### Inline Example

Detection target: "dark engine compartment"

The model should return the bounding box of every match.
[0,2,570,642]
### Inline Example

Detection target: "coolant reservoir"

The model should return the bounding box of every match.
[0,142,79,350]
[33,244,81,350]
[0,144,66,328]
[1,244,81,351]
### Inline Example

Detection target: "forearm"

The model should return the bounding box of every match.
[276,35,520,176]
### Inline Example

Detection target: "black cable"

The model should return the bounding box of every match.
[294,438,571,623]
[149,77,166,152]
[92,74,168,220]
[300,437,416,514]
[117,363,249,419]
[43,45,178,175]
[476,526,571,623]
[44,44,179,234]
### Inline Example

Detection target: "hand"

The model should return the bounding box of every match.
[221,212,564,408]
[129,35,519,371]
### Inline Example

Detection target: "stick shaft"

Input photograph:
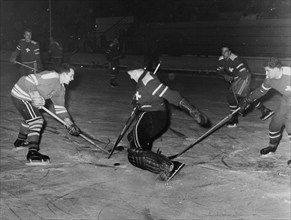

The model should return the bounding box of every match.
[169,108,241,159]
[15,61,36,71]
[41,106,109,154]
[108,107,137,159]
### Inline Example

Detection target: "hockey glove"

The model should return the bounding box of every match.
[179,98,211,128]
[238,97,252,116]
[64,118,81,136]
[30,91,45,108]
[218,73,233,83]
[67,124,81,136]
[223,74,234,83]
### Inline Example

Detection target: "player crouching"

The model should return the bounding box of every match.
[11,63,80,165]
[126,68,211,181]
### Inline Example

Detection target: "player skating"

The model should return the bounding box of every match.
[11,63,81,165]
[105,38,121,87]
[238,57,290,164]
[216,46,274,127]
[10,28,43,75]
[125,67,211,181]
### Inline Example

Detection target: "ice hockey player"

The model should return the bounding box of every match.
[126,68,211,181]
[105,38,121,87]
[238,57,290,164]
[10,28,43,75]
[216,46,274,127]
[11,63,80,165]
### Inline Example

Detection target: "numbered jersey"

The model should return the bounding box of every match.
[133,72,183,112]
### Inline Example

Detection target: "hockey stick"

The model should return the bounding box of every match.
[108,61,162,159]
[41,106,110,155]
[168,107,241,160]
[15,61,36,71]
[107,107,138,159]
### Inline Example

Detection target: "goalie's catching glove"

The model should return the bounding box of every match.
[64,118,81,136]
[179,98,211,128]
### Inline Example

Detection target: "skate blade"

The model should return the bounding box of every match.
[12,146,27,151]
[227,124,237,128]
[26,159,50,166]
[167,163,185,182]
[261,152,275,158]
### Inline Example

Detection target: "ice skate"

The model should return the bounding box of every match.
[226,116,238,128]
[260,108,274,121]
[260,145,278,157]
[26,149,50,166]
[166,161,185,182]
[13,138,29,151]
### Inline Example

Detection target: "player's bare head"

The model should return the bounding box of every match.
[127,68,145,82]
[58,63,75,74]
[264,57,283,79]
[58,63,75,85]
[263,57,282,69]
[24,28,32,42]
[221,46,231,59]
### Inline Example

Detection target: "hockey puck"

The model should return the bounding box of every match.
[116,146,125,151]
[114,163,121,166]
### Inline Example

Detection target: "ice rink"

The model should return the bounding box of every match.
[0,61,290,220]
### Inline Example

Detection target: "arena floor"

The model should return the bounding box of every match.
[0,61,290,220]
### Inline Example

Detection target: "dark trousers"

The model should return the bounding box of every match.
[129,110,168,151]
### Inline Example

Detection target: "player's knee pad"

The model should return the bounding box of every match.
[128,148,173,177]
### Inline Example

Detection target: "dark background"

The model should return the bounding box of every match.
[0,0,290,57]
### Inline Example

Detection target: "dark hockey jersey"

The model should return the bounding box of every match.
[133,72,183,111]
[11,71,70,119]
[217,53,250,79]
[15,39,41,64]
[249,66,291,101]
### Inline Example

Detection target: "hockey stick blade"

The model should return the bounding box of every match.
[40,106,109,155]
[168,108,241,160]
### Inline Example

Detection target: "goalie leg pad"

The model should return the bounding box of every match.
[128,148,173,178]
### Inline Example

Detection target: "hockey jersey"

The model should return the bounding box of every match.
[217,53,250,79]
[249,66,291,101]
[11,71,70,119]
[14,39,41,64]
[133,72,183,112]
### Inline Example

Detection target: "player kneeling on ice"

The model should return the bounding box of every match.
[126,68,211,181]
[11,63,81,165]
[238,58,290,164]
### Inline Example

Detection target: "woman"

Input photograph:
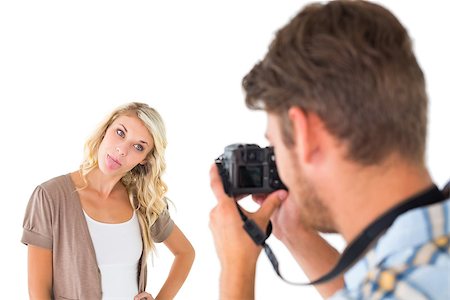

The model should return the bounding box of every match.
[22,102,195,300]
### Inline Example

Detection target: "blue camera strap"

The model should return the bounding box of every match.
[235,181,449,286]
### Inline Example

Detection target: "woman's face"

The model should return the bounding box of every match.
[97,113,154,177]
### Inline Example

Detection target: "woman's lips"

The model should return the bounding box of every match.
[106,154,122,170]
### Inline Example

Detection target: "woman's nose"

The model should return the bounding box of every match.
[116,146,127,156]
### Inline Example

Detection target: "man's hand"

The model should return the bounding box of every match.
[209,164,286,299]
[253,193,309,245]
[254,193,345,298]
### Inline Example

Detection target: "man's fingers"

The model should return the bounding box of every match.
[252,194,267,205]
[258,190,288,220]
[209,163,233,203]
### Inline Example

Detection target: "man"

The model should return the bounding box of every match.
[209,1,450,299]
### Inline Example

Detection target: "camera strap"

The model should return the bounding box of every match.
[235,181,449,286]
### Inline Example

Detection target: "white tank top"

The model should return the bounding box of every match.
[84,210,143,300]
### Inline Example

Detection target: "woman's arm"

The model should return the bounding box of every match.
[28,245,52,300]
[155,224,195,300]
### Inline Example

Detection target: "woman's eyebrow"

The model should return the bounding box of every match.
[119,123,128,132]
[119,123,149,145]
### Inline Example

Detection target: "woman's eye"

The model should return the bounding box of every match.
[134,144,144,152]
[116,129,125,137]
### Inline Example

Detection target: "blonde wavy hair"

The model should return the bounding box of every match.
[80,102,169,253]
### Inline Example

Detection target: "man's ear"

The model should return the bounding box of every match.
[288,107,322,164]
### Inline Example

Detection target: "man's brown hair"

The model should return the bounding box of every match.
[243,0,427,165]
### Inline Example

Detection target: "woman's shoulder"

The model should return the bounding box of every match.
[35,173,76,202]
[39,173,72,190]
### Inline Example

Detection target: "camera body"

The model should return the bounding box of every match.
[215,143,287,197]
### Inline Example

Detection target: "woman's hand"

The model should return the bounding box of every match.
[134,291,155,300]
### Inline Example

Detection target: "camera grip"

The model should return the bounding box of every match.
[215,160,232,196]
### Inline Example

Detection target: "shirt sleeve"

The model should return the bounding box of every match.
[150,208,174,243]
[21,185,53,249]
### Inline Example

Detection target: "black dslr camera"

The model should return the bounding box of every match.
[215,143,287,197]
::::::
# Instructions to follow
Reprint the data verbatim, pictures excluded.

# Task output
### Inline Example

Detection target: "dark engine compartment"

The model should return the bounding box of every match.
[0,2,570,642]
### Inline Example

Detection target: "coolant reservoir"

The model should return the bounding box of every match.
[0,142,79,350]
[33,244,81,350]
[0,144,66,328]
[1,244,81,351]
### Inline Example

Detection target: "forearm"

The model should return the bounding box of every match.
[276,35,520,176]
### Inline Example

Detection target: "black cable"

The model should return the bounding box of every match.
[294,438,571,623]
[149,77,166,152]
[92,74,168,220]
[300,437,416,514]
[117,363,249,419]
[43,45,178,175]
[476,526,571,623]
[44,44,179,234]
### Inline Example

Detection target: "hand"

The model should return the bounding box of every match.
[221,212,564,408]
[129,35,519,371]
### Inline Example

Detection target: "stick shaft"

Input photograph:

The model should return the bounding box of every match.
[169,108,241,159]
[15,61,36,71]
[41,106,109,154]
[108,107,137,159]
### Inline Example

Detection target: "hockey glove"

The model should return the bounding box of every match.
[179,98,211,128]
[238,97,252,116]
[64,118,81,136]
[30,91,45,108]
[218,73,233,83]
[67,124,81,136]
[223,74,234,83]
### Inline Example

Detection target: "player crouching"

The model should return the bounding box of every match.
[11,63,80,165]
[126,68,211,181]
### Inline Example

Detection target: "player skating"

The model should return the bounding box of every match.
[11,63,81,165]
[105,38,121,87]
[238,57,290,164]
[216,46,274,127]
[10,28,43,75]
[125,67,211,181]
### Inline Example

Detection target: "ice hockey player"

The model should return the bounding box of every match.
[126,68,211,181]
[105,38,121,87]
[238,57,290,164]
[10,28,43,75]
[216,46,274,127]
[11,63,80,165]
### Inline Example

Detection target: "numbered jersey"

The model should return the bounding box of every match.
[133,72,183,112]
### Inline Example

Detection target: "hockey stick"

The model should return the bounding box of every match.
[108,61,162,159]
[41,106,110,155]
[168,107,241,160]
[15,61,36,71]
[107,107,138,159]
### Inline Example

Detection target: "goalie's catching glove"

The model should return the bounding box of every match.
[64,118,81,136]
[179,98,211,128]
### Inline Example

Detection target: "skate blade"

The model should return the bounding box of every match.
[12,146,27,151]
[227,124,237,128]
[26,159,50,166]
[167,163,185,182]
[261,152,275,158]
### Inline Example

Detection target: "ice skate"

The model should return the bounding box of every match.
[226,116,238,128]
[260,108,274,121]
[260,145,278,157]
[26,149,50,166]
[166,161,185,182]
[13,138,29,151]
### Inline Example

Detection target: "player's bare head"

The model should return the bounding box of every match.
[127,68,145,82]
[58,63,75,74]
[264,57,283,79]
[58,63,75,85]
[263,57,282,69]
[24,28,32,42]
[221,46,231,59]
### Inline Example

Detection target: "hockey puck"

The model should return the bounding box of every match.
[116,146,125,151]
[114,163,121,166]
### Inline Example

Detection target: "ice rink"

The model should return the bounding box of every match.
[0,61,290,220]
### Inline Example

Detection target: "arena floor"

The model should return the bounding box of every match.
[0,61,290,220]
### Inline Example

Detection target: "dark trousers"

The model should return the bounding box of every match.
[129,110,168,151]
### Inline Example

Detection target: "player's knee pad"

The model should return the bounding box of every match.
[128,148,173,177]
### Inline Example

Detection target: "dark background"

The model should return the bounding box of every match.
[0,0,290,57]
### Inline Example

Detection target: "dark hockey jersey"

The model should return the bounding box of every match.
[133,72,183,111]
[11,71,70,119]
[217,53,250,79]
[15,39,41,64]
[249,66,291,101]
### Inline Example

Detection target: "hockey stick blade"

The model should return the bounding box of every match.
[40,106,109,155]
[168,108,241,160]
### Inline Example

Detection target: "goalie leg pad"

The model should return the bounding box of every match.
[128,148,173,178]
### Inline Example

Detection target: "hockey jersey"

The model should return the bounding box of every match.
[217,53,250,79]
[249,66,291,101]
[11,71,70,119]
[14,39,41,64]
[133,72,183,112]
### Inline Example

Detection target: "player kneeling on ice"

The model should return the bounding box of every match.
[126,68,211,181]
[11,63,81,165]
[238,58,290,164]
### Inline Example

Detection target: "woman"

Input photograph:

The model should return the bounding box of every match.
[22,102,195,300]
### Inline Example

Detection target: "blue camera strap"

The model should return the bounding box of every match.
[235,181,449,286]
### Inline Example

Detection target: "woman's face"

The model should return the bounding box of every match.
[97,113,154,177]
### Inline Example

Detection target: "woman's lips"

The model should return the bounding box of every match.
[106,154,122,170]
### Inline Example

Detection target: "woman's nose"

The model should return the bounding box of every match.
[116,146,127,156]
### Inline Example

Detection target: "man's hand"

The model should return the bounding box of every match.
[209,164,286,299]
[253,193,309,245]
[254,193,345,298]
### Inline Example

Detection target: "man's fingers"

The model should return the bounding box of every match.
[252,194,267,205]
[258,190,288,220]
[209,163,233,203]
### Inline Example

Detection target: "man"

The model should return the bounding box of every match.
[209,1,450,299]
### Inline Example

Detection target: "camera strap"

The model should return the bounding box of every match.
[235,181,449,286]
### Inline Example

Detection target: "white tank top"

The model should return the bounding box of every match.
[84,210,143,300]
### Inline Example

Detection target: "woman's arm"

The model should return the bounding box of every match.
[28,245,52,300]
[155,224,195,300]
### Inline Example

Detection target: "woman's eyebrow"

The model should return the bounding box of every match.
[119,123,128,132]
[119,123,149,145]
### Inline Example

Detection target: "woman's eye"

The model should return the bounding box of every match.
[134,144,144,152]
[116,129,125,137]
### Inline Example

Detection target: "blonde wavy hair"

The model should return the bounding box of every match.
[80,102,169,253]
### Inline Example

Detection target: "man's ear"

The model should return the bounding box of every match.
[288,107,322,164]
### Inline Example

Detection target: "man's brown hair"

The model should return the bounding box of every match.
[243,0,427,165]
### Inline Example

Detection target: "woman's shoulder"

The model should return the bounding box of every match.
[35,173,76,202]
[39,173,72,190]
### Inline Example

Detection target: "camera body"

The model should return the bounding box of every match.
[215,143,287,197]
### Inline Example

Detection target: "woman's hand"

The model should return the bounding box of every match.
[134,291,155,300]
### Inline Example

Detection target: "camera grip"

The model should return the bounding box of every match.
[215,160,232,196]
### Inline Example

Detection target: "shirt sleeve"

The model should return the bounding box of every match.
[150,208,174,243]
[21,185,53,249]
### Inline Example

Detection target: "black dslr camera"

The model should return the bounding box of every match.
[215,143,287,197]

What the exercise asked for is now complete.